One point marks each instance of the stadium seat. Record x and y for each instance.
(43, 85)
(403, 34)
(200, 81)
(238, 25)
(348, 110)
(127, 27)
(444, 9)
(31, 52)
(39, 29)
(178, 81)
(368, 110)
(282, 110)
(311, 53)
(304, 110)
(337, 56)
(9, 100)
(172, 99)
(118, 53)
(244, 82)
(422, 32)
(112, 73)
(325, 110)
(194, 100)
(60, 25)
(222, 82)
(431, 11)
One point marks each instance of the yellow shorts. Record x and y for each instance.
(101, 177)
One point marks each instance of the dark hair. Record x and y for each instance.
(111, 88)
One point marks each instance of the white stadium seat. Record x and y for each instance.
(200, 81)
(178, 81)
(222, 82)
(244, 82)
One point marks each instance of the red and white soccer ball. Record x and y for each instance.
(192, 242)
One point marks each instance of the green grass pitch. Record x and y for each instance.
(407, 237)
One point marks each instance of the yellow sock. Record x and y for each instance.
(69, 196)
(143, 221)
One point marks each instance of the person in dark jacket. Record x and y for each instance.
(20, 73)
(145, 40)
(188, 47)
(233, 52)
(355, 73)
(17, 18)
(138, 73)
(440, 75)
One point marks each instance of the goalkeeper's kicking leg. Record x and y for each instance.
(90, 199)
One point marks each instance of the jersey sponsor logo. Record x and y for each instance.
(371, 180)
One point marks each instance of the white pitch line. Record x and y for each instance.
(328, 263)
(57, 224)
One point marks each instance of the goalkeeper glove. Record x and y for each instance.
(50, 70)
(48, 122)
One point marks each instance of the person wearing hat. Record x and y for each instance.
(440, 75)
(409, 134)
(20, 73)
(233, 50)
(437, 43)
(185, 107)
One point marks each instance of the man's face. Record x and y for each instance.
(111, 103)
+-------+
# YOUR OBJECTIVE
Every word in the records must appear in your copy exactly as it does above.

# SOLUTION TO THIS TASK
One point marks each instance of the stadium seat. Record x and y for each instance.
(43, 85)
(403, 34)
(200, 81)
(238, 25)
(348, 110)
(127, 27)
(444, 9)
(31, 52)
(39, 29)
(178, 81)
(368, 110)
(282, 110)
(311, 53)
(304, 110)
(337, 56)
(9, 100)
(172, 99)
(118, 53)
(244, 82)
(422, 32)
(112, 73)
(325, 110)
(194, 100)
(60, 25)
(222, 82)
(431, 11)
One point marks each instance of the yellow shorts. Record x and y for each instance.
(101, 177)
One point marks each instance of the dark hair. Record x and y for each instance.
(111, 88)
One point marks each instance of the white stadium seat. Record x and y for each instance.
(200, 81)
(178, 81)
(222, 82)
(244, 82)
One point marks each instance of the red and white soccer ball. Record x and y for each instance.
(192, 242)
One point marks each instance of the green grass pitch. Record x and y for each instance.
(407, 237)
One point marks each instance of the yellow sock. Record x and y for each instance.
(69, 196)
(143, 221)
One point marks each instance of the person in dark jacket. Record x and y for each instance.
(20, 73)
(145, 40)
(188, 47)
(233, 52)
(355, 73)
(17, 18)
(138, 73)
(440, 75)
One point marks each instance of the goalkeeper's kicking leg. Record x and y for each instance.
(90, 199)
One point marks each instance of the jersey sponsor logo. Record x and y for each instance.
(371, 180)
One point marks each instance of the white pitch line. Record x and y for each instance.
(328, 263)
(57, 224)
One point marks each instance of the goalkeeper glove. Record x and y for each instance.
(50, 70)
(48, 122)
One point marks each instance of the person wearing hat. Record x and y for each instance.
(440, 75)
(409, 134)
(20, 73)
(233, 50)
(437, 43)
(185, 107)
One point marks each instance of the man's face. Record x and y for each instance.
(111, 103)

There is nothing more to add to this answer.